I will grant some exceptions:
- If the add-on is graphically attractive or appealing; I’ll let this stand as artwork.
- If the add-on was intended to and succeeds in making me laugh.
- If the add-on is a logo without words, this may pass under the first provision above provided it is a good distance away from the car’s real logo or badge.
That means it is not acceptable to have a license plate frame that says Porsche on your Porsche just below where the bumper says, in huge letters, Porsche. Of course I also recommend that when your Porsche is more than 20 years old and looks like crap that you not take too much pride in it.
It is also not acceptable to drive a Boxster with a license plate that is some plain variant of BOXSTER. If you drive that car, I also recommend you not drive like a fucking idiot. I’m not sure if you just like to cut through parking lots on your way to work, or if you think you’re saving time by cutting through parking lots near my office (hint: you definitely aren’t saving time). But I will say that if you insist upon driving like an idiot and pulling out in front of me, I won’t be too upset if I hit and destroy your precious little car with its unoriginal little license plate.
10/9/2007
I’m watching that new show with Cavemen. It’s been on and I’ve almost laughed.
Well, I thought about laughing.
Really I thought about the absence of laughter and how much I miss laughing.
UPDATE: Ok, I just laughed. It was for a commercial for the next show.
UPDATE 2: The main character, of this episode at least, is horrible. One of the other characters has the potential to be funny.

- [RAW DATA]
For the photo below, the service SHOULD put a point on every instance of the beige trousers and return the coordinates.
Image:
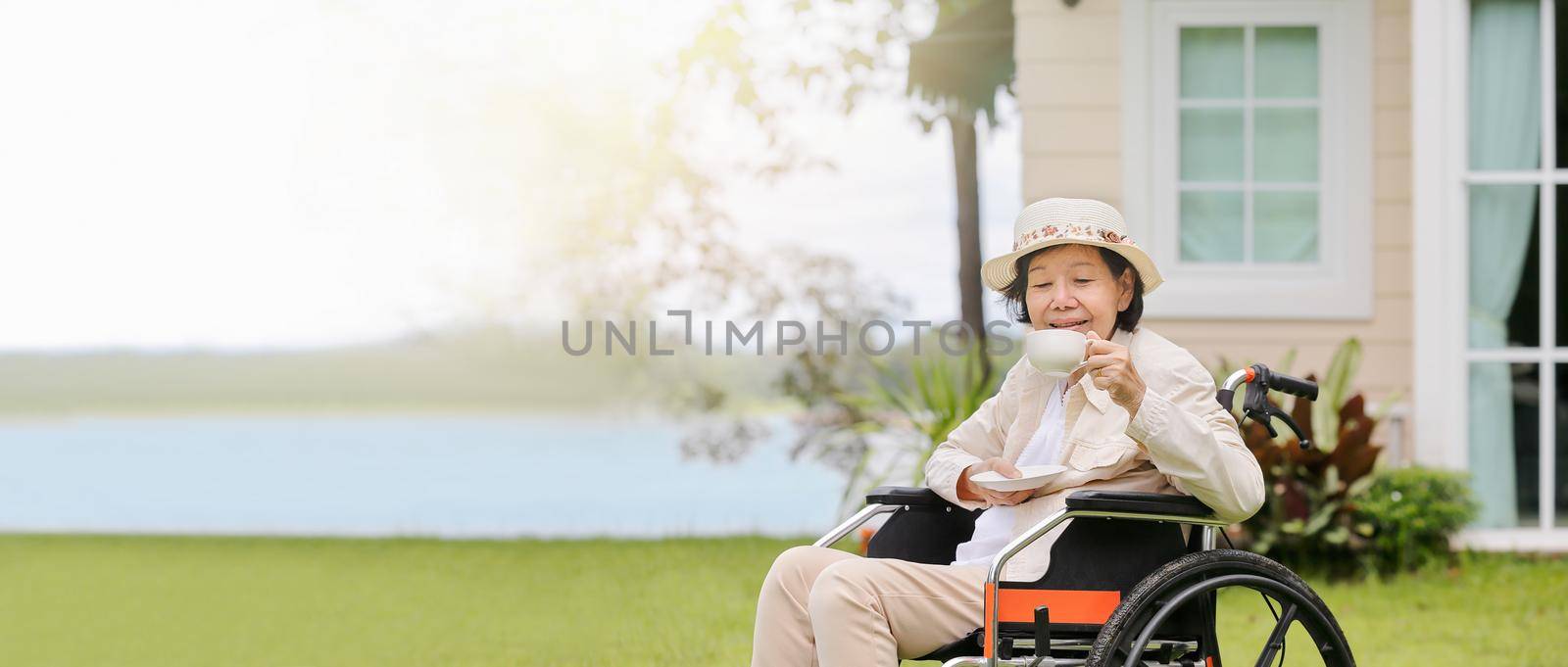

- [EXERCISES]
#1 Answer these questions about the excerpt, one line each:
(a) Which car does the excerpt say should not carry a license plate that is a plain variant of its name?
(b) What date appears in the excerpt?
(c) According to the first update, what finally made the writer laugh?
#2 Reproduce the part of the excerpt that starts at the words "It is also not" and ends after "the next show.".

- [ANSWERS TO THE TASKS]
#1
(a) A Boxster.
(b) 10/9/2007.
(c) A commercial for the next show.

#2
It is also not acceptable to drive a Boxster with a license plate that is some plain variant of BOXSTER. If you drive that car, I also recommend you not drive like a fucking idiot. I’m not sure if you just like to cut through parking lots on your way to work, or if you think you’re saving time by cutting through parking lots near my office (hint: you definitely aren’t saving time). But I will say that if you insist upon driving like an idiot and pulling out in front of me, I won’t be too upset if I hit and destroy your precious little car with its unoriginal little license plate.
10/9/2007
I’m watching that new show with Cavemen. It’s been on and I’ve almost laughed.
Well, I thought about laughing.
Really I thought about the absence of laughter and how much I miss laughing.
UPDATE: Ok, I just laughed. It was for a commercial for the next show.